* WRITTEN INSTRUCTION: Return each line of the items below that contains the string "base", matching case exactly.

* EXTRACTED INFORMATION:

◇ ◇ ◇

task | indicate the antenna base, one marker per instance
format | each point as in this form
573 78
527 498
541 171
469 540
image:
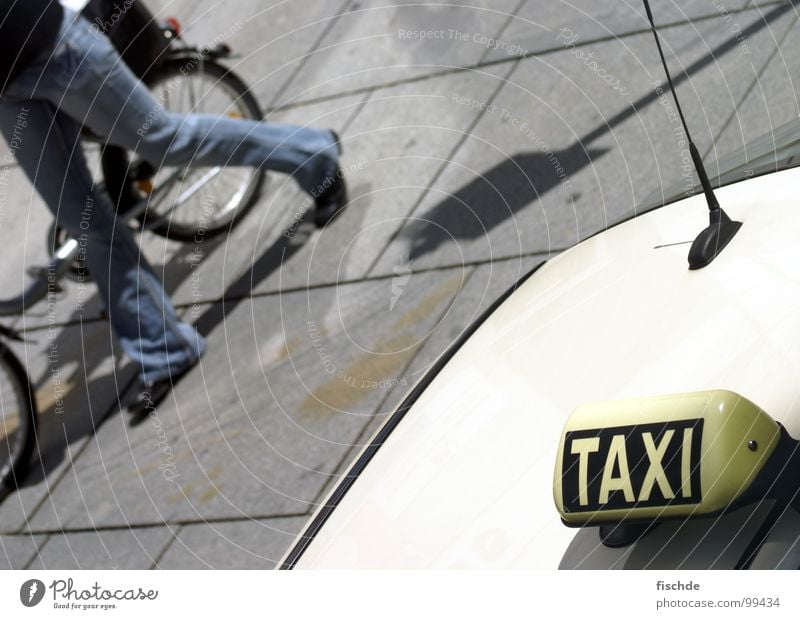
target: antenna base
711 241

◇ ◇ ◇

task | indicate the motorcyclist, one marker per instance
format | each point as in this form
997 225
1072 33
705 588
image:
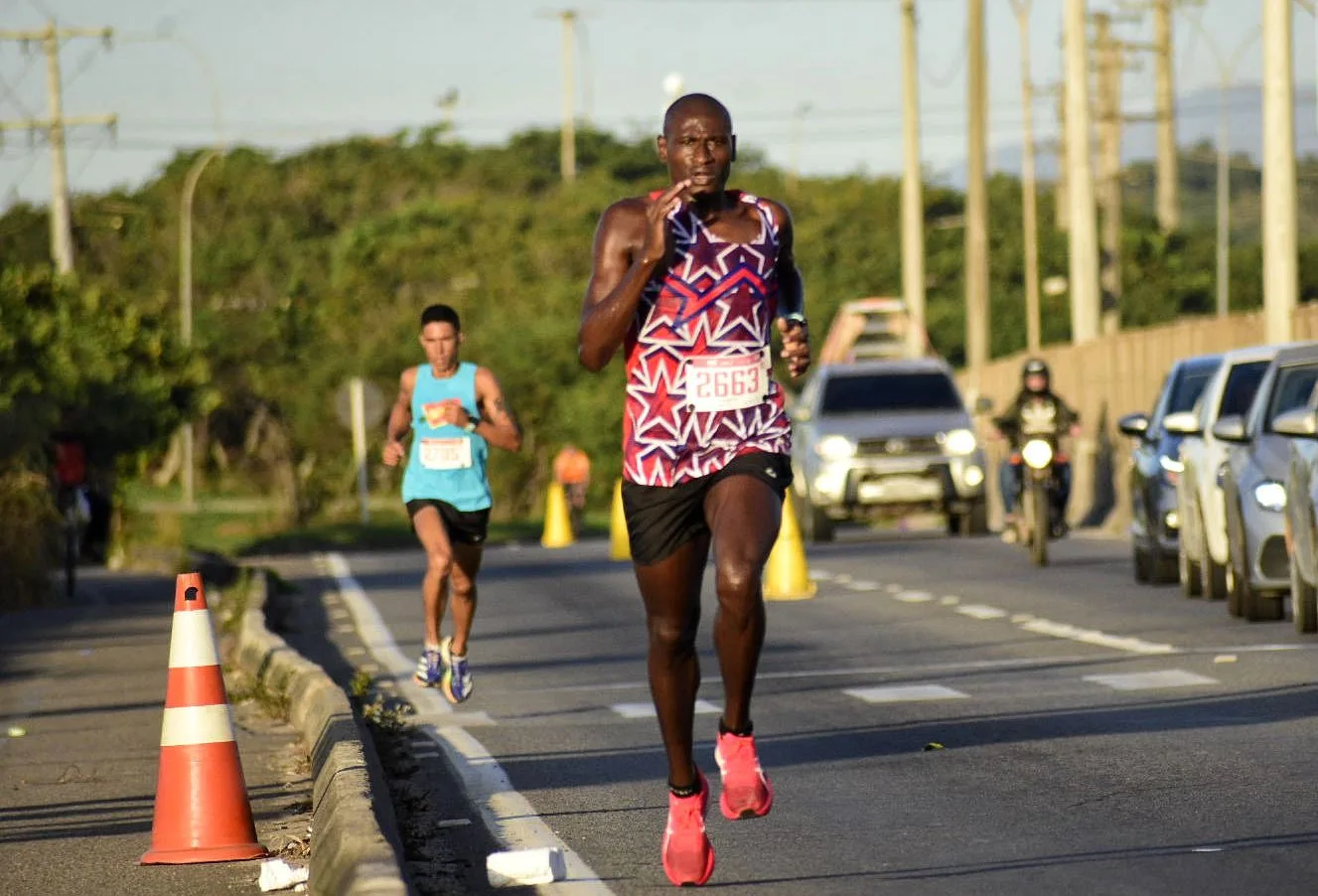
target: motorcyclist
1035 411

◇ ◇ ◇

* SOLUTION TO THE EXERCISE:
task | indicate the antenna base, one marker per instance
target: antenna base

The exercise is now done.